SHORT TASK: Extract every line of the records that contains the word "detect".

-- START OF DATA SECTION --

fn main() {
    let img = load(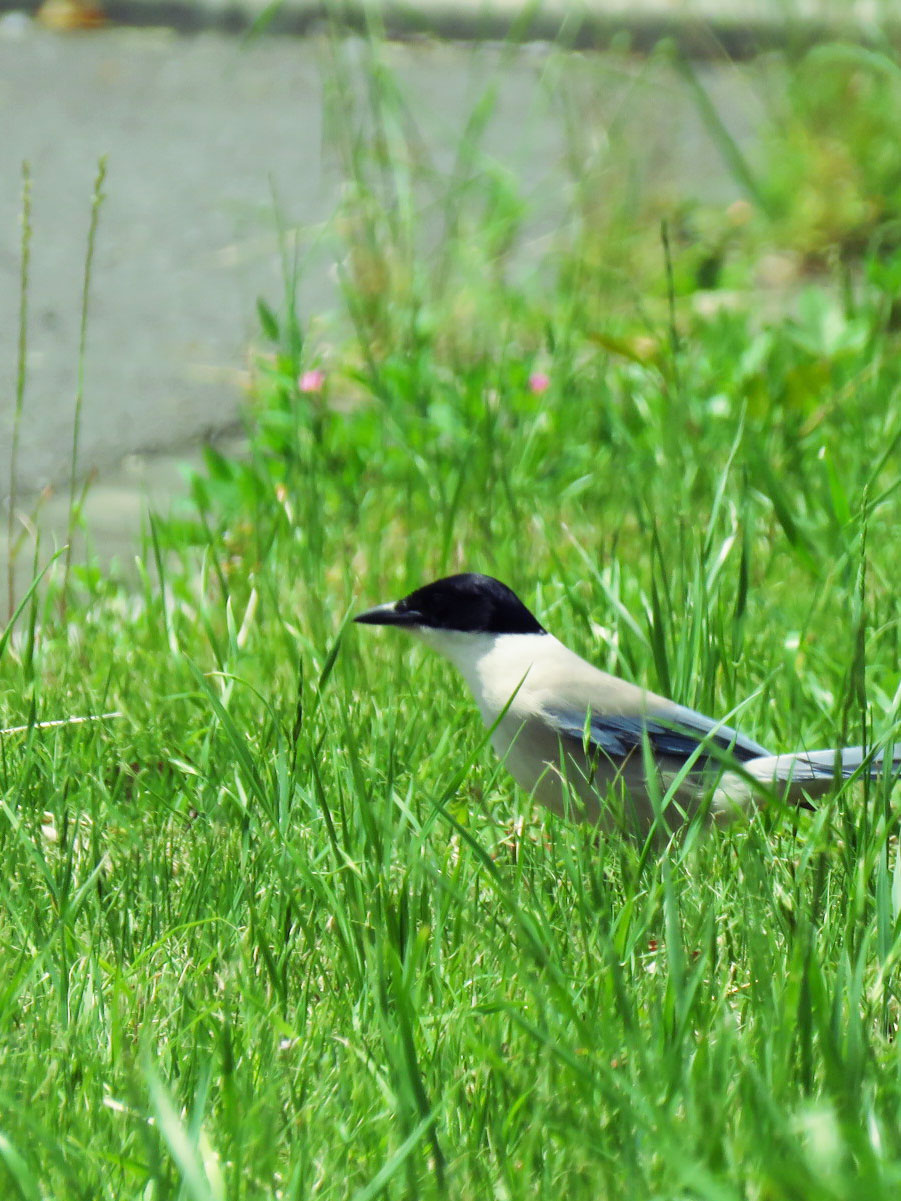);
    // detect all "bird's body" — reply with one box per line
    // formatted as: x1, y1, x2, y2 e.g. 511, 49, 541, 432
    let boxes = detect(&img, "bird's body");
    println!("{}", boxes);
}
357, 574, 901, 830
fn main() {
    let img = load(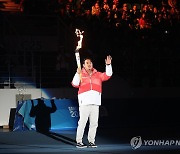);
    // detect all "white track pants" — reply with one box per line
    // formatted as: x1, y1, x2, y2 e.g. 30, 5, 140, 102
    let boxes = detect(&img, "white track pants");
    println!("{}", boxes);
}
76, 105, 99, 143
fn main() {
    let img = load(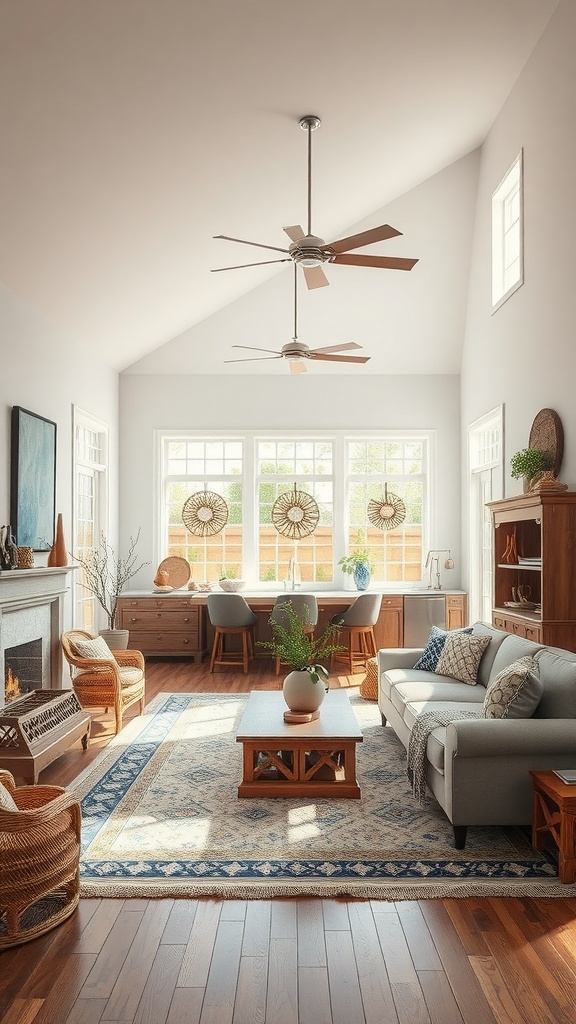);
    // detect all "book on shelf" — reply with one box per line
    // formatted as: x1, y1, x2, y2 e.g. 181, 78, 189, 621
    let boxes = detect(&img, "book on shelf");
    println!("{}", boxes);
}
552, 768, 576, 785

-- END OF DATA SECTION --

EXERCISE SOLUTION:
    // detect all "bird's body" — reply with one box per line
    let boxes = detect(&img, "bird's body");
    // detect all "white track pants" — reply with one box per line
    let boxes = detect(&img, "white track pants");
    // detect all "book on shelf" — reply with one box per line
    let boxes = detect(&img, "book on shelf");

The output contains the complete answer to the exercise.